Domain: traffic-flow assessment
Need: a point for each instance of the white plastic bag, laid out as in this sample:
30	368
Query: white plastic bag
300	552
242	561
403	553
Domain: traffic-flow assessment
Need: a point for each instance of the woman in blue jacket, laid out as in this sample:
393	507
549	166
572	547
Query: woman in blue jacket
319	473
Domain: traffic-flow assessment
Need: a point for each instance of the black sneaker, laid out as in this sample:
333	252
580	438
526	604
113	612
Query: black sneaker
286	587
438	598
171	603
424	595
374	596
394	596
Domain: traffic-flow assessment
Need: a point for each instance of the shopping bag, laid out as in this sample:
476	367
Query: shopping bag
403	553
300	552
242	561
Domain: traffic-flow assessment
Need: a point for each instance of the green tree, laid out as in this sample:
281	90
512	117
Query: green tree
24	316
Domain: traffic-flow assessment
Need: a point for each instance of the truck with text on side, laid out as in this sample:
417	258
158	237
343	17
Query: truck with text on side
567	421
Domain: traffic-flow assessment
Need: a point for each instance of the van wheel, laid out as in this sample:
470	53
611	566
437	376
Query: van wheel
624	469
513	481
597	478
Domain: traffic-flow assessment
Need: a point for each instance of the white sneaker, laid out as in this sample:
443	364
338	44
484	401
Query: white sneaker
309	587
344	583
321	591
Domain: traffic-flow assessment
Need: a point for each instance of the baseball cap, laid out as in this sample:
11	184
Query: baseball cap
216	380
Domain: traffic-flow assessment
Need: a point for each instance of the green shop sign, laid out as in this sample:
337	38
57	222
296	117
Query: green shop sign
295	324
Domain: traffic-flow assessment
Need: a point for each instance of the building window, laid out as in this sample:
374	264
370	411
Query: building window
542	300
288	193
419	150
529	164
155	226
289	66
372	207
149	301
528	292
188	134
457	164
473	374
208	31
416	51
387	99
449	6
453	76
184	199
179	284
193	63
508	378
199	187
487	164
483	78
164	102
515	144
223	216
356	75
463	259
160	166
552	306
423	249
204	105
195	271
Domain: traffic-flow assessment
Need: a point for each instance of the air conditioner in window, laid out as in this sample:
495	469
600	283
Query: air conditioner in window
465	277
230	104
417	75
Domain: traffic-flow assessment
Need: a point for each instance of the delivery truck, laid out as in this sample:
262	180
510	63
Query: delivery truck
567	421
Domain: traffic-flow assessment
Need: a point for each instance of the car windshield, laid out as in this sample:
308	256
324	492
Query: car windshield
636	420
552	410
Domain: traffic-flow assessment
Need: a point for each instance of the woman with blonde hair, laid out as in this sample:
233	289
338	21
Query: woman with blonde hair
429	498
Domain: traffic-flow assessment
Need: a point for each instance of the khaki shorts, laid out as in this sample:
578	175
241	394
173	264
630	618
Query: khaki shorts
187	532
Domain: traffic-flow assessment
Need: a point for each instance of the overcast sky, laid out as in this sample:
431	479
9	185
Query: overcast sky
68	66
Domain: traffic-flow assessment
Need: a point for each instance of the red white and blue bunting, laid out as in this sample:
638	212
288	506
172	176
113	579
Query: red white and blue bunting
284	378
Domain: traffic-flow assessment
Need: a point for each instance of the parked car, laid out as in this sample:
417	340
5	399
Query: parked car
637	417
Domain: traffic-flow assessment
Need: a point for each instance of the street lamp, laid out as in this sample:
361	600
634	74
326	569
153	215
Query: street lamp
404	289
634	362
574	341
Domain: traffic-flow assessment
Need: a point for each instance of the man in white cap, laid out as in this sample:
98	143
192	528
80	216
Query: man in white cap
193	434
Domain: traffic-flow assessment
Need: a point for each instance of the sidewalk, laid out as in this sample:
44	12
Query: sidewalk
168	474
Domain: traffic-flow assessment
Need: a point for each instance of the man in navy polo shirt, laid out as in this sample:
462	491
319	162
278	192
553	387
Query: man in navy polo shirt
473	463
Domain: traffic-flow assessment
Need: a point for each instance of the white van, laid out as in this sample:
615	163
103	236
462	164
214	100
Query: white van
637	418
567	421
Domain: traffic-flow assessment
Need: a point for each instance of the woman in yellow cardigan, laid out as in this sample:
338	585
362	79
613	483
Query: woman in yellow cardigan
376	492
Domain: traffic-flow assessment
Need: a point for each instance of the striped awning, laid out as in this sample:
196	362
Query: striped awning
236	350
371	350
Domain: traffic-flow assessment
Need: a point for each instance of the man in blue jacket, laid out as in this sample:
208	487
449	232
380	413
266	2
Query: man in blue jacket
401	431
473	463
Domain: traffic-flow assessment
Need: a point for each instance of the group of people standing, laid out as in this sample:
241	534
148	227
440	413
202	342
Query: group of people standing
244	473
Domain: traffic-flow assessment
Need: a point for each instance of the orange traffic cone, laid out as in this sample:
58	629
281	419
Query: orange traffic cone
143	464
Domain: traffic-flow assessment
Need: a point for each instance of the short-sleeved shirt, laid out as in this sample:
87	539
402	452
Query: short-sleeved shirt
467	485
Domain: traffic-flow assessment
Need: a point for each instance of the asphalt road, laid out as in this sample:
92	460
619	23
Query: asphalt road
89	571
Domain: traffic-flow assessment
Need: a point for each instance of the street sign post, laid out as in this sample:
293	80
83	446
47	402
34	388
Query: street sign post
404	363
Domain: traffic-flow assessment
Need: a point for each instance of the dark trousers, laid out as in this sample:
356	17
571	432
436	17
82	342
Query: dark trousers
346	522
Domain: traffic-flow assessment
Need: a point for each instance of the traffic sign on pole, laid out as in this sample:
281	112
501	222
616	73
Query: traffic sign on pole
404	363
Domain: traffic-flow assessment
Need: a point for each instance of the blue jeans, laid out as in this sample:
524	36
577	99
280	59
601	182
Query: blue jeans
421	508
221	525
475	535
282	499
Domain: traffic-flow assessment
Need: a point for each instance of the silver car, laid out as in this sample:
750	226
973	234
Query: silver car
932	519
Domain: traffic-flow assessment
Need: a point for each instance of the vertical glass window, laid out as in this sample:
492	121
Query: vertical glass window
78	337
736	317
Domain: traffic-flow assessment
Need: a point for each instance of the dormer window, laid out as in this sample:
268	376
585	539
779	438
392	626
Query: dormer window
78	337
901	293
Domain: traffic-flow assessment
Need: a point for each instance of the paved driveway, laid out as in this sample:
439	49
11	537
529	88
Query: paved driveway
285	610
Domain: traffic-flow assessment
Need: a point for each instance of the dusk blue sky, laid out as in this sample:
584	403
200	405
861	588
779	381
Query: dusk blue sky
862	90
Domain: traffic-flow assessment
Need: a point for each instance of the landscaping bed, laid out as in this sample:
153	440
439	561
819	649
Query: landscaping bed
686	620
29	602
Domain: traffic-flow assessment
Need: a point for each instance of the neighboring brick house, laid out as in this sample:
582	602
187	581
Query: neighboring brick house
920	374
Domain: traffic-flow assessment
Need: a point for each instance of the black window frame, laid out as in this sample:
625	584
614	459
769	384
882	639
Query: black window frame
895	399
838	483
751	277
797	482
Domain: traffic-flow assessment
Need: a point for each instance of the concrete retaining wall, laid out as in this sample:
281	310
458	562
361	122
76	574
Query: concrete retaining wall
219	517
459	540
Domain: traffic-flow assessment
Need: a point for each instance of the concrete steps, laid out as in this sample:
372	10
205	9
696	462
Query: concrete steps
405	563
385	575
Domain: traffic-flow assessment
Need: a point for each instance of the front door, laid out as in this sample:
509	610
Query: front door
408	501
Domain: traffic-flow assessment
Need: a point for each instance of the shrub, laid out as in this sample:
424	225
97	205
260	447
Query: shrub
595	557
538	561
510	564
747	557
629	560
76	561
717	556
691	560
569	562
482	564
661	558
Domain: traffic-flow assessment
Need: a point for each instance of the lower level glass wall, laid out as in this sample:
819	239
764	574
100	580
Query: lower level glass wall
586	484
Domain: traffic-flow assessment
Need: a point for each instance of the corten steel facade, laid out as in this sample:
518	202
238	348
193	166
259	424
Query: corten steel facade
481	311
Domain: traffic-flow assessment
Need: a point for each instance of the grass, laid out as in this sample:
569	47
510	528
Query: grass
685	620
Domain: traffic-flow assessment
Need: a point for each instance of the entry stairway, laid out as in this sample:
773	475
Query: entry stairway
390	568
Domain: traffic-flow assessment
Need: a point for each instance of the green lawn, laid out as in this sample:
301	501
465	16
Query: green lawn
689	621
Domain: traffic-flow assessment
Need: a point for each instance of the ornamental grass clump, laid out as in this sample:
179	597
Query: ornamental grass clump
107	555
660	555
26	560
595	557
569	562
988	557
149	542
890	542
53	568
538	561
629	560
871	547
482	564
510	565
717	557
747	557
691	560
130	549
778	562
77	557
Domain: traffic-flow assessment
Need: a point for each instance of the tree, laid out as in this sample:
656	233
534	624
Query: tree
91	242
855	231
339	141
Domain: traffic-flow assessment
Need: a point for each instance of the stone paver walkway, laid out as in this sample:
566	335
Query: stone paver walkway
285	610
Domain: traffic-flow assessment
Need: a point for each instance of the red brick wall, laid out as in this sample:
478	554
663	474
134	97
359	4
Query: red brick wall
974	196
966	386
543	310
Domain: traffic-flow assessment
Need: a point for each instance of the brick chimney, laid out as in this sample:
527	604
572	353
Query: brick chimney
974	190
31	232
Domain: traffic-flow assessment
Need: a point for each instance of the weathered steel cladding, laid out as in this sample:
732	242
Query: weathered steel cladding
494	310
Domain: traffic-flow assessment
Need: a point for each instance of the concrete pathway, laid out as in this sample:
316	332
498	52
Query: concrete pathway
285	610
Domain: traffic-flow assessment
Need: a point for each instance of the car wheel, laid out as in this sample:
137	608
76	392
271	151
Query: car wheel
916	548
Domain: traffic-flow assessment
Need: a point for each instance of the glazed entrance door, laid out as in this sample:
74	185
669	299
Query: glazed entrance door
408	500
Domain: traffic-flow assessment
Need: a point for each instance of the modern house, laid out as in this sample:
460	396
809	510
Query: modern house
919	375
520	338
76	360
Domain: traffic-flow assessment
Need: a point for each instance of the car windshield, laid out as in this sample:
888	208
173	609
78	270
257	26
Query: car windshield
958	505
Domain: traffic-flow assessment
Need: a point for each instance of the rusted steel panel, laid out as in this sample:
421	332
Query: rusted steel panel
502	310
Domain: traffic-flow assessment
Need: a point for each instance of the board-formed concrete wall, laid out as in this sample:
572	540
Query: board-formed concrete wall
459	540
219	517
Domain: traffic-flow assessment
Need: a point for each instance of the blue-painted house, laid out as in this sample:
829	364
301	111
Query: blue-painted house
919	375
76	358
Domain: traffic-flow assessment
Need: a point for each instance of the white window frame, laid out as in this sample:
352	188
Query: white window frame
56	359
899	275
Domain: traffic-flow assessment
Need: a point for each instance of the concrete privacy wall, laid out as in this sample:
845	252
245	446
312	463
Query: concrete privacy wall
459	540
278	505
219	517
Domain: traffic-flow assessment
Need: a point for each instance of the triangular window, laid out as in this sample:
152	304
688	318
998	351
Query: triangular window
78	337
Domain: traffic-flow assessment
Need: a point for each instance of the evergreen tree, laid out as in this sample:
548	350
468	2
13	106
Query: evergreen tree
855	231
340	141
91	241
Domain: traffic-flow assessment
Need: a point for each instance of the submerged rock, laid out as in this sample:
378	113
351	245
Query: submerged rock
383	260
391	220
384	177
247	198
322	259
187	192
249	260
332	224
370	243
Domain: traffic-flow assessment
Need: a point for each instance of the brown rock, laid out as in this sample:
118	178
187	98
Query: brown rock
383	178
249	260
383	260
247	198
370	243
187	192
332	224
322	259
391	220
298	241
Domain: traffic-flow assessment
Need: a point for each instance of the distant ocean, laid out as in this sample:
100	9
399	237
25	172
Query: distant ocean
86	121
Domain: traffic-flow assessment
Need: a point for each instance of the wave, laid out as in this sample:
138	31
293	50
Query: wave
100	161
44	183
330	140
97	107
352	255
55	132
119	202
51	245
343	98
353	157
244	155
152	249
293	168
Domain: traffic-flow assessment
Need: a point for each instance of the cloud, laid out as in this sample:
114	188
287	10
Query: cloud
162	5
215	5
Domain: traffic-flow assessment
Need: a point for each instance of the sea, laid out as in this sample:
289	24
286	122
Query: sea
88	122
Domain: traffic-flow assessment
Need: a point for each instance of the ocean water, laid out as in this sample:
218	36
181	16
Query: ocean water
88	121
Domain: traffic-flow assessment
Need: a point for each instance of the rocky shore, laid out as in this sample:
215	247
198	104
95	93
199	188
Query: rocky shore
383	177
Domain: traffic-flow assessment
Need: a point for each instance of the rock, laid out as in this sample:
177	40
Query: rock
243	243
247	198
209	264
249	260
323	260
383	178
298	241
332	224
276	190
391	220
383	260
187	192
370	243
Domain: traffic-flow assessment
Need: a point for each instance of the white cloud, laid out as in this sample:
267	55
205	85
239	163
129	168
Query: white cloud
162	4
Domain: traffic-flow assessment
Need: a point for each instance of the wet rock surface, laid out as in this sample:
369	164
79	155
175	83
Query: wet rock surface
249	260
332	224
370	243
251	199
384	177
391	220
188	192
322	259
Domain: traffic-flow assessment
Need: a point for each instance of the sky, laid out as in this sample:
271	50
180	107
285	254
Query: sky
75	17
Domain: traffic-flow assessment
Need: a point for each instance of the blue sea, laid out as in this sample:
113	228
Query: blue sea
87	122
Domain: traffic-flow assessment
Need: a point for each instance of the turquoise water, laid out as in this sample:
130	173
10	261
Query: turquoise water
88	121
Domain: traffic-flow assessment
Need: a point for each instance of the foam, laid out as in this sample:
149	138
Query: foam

───

Which rows above contain the string "bunting", with case counting? Pull out and copy every such row in full.

Need: a point for each instance of the red white and blue bunting, laid out as in this sample:
Query: red white and blue bunting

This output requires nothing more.